What is required
Reproduce the data below verbatim from the line containing "Could you please mark the white soccer" through its final line, and produce nothing more.

Data for processing
■ ■ ■ ■

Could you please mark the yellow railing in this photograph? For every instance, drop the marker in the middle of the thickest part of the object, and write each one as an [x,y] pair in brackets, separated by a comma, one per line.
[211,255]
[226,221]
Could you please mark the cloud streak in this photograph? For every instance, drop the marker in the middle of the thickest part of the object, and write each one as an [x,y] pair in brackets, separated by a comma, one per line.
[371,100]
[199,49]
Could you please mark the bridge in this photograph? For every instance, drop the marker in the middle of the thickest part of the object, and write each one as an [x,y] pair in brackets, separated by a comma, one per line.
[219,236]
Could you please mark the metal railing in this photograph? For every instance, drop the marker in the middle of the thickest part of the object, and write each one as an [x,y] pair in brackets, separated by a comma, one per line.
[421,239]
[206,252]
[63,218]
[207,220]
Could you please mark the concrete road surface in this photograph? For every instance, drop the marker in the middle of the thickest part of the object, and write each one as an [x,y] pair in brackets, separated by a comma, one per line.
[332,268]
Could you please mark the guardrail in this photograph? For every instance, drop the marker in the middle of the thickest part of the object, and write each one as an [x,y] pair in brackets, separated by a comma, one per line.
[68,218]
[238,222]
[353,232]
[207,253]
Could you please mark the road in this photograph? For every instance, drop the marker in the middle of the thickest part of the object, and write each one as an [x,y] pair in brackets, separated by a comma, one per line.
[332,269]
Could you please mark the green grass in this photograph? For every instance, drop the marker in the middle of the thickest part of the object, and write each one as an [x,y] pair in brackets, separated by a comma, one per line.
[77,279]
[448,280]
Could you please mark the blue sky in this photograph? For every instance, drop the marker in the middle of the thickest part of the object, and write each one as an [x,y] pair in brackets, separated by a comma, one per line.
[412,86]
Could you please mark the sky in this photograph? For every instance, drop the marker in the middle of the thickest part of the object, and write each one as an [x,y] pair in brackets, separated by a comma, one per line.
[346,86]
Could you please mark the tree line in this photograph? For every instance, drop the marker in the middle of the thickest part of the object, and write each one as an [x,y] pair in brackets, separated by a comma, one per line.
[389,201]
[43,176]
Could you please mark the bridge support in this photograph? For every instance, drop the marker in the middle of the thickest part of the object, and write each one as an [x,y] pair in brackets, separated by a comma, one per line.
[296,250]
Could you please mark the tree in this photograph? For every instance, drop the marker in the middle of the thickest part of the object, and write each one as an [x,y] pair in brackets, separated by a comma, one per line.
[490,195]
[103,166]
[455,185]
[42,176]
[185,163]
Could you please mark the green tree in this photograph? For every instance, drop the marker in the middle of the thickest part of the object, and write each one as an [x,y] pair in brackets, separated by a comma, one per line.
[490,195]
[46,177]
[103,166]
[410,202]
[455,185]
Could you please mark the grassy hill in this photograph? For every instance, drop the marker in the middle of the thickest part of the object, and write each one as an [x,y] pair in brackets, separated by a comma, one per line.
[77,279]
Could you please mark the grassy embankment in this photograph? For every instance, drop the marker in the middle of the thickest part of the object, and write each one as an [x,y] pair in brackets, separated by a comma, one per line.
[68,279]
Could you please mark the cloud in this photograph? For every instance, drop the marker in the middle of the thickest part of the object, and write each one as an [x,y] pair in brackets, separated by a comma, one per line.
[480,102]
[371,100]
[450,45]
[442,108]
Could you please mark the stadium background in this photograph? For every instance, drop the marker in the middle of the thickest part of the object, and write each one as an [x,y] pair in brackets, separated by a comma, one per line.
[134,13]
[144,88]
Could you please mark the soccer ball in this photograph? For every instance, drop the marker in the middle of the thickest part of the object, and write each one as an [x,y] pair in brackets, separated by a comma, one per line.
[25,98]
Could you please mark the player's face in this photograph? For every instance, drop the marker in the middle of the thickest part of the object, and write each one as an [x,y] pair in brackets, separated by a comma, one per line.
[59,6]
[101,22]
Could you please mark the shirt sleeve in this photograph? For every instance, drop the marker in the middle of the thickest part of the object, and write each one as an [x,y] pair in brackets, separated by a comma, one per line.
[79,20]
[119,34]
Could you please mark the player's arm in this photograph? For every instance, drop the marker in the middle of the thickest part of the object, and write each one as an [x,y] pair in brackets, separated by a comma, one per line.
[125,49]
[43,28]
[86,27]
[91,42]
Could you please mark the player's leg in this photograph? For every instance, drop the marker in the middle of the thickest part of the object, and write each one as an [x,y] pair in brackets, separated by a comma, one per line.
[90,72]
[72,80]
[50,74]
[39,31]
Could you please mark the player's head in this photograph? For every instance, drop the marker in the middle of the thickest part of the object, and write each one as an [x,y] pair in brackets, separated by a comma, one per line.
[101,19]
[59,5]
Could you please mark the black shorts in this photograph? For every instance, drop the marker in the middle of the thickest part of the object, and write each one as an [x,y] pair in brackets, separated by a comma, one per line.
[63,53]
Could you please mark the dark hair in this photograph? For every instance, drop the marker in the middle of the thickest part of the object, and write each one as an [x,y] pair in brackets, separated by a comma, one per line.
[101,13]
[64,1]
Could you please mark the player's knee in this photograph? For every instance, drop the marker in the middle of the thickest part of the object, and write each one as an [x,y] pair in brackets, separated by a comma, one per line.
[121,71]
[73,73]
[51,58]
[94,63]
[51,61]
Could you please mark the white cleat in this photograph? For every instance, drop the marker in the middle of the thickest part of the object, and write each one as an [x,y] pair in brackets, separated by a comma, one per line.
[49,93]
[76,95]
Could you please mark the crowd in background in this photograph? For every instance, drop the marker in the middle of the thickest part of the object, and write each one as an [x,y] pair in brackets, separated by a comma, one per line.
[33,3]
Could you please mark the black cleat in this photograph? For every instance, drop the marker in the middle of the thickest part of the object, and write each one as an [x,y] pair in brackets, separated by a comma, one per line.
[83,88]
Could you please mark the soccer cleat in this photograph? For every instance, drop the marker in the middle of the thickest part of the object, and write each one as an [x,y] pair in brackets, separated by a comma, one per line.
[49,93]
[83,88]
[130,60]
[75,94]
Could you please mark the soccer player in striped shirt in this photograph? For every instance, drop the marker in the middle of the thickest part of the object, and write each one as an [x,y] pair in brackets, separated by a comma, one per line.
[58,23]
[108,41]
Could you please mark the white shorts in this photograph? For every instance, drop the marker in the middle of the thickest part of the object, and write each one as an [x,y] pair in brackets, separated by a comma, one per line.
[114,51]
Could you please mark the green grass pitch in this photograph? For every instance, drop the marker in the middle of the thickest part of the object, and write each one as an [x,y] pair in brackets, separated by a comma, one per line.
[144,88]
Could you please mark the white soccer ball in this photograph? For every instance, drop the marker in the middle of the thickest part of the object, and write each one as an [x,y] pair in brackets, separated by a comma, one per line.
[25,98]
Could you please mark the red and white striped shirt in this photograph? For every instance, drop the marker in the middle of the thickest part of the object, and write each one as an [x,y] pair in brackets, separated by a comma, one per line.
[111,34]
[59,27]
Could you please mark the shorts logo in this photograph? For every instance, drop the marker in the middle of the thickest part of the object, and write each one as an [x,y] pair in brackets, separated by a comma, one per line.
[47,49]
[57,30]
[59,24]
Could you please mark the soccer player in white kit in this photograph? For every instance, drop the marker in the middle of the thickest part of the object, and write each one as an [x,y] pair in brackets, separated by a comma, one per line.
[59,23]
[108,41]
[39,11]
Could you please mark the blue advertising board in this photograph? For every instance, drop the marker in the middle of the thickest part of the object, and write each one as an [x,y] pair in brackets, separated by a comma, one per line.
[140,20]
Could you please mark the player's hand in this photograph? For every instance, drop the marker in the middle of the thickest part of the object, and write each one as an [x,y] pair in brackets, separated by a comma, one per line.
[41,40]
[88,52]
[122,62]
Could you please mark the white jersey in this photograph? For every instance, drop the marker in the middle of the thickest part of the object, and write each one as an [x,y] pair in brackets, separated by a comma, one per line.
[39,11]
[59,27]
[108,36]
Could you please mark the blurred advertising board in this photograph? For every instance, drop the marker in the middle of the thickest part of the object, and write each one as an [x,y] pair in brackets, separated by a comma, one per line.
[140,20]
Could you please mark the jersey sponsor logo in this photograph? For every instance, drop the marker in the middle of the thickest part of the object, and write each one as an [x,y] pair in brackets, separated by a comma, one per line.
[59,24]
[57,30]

■ ■ ■ ■

Finished exercise
Could you please mark the white soccer ball in this photograph? For every instance, drop the marker in the middle of the thickest part of the object, and write each one as an [x,y] pair in brackets, separated by a comma, one per line.
[25,98]
Could you please mark the red and white striped shirt in this photograph? For every instance, drop the marker in the middle of the thickest part of the object, and write each one as an [x,y] pair in brackets, separated by a comma, one per line.
[111,34]
[59,27]
Could you please mark the shorts logo in this photograph? For every instance, drop the marker in the middle of the thickest part of the object, and write each one as an [x,y] pair in brackets, separated by a comma, one per line.
[47,49]
[57,30]
[59,24]
Could you please mark the soccer player in white kit in this photograph? For every instance, drop the marker in the middle of the thickest part of the object, and write each one as an [x,y] pair in brackets, separated by a comma, one per line.
[59,23]
[108,41]
[39,11]
Could you please mark the blue advertising board in this photograph? For every instance, drop the marker in the middle of the thickest part of the object, and write each one as an [x,y] pair in brackets, separated by a comma, one per line.
[140,20]
Could you please mark the player's hand in this photograph? For every instance, drop the marker in the middle of the thickest part of the object, and write each one as an [x,y] pair in brackets, separated by a comma, one per line.
[41,40]
[88,52]
[122,62]
Could you please mark the white jersey in this photograph? For every instance, drop the marker in the middle of the thickest part of the object, and write each one as an [x,y] pair in brackets, separated by a comma, one per line.
[39,11]
[59,27]
[108,36]
Could you please mark the blurred advertising board in this photograph? For every instance, drop the marker in the middle of the thickest part of the object, and write each one as an [x,y] pair in brackets, separated by a comma, one per line.
[140,20]
Could you please mark the jersey sponsor logo in this photograph? For every instance, drop the marker in the middle of the thickest part of the object, and write each one as an [x,y] pair in brackets, separated by a comma, one per line.
[59,24]
[57,30]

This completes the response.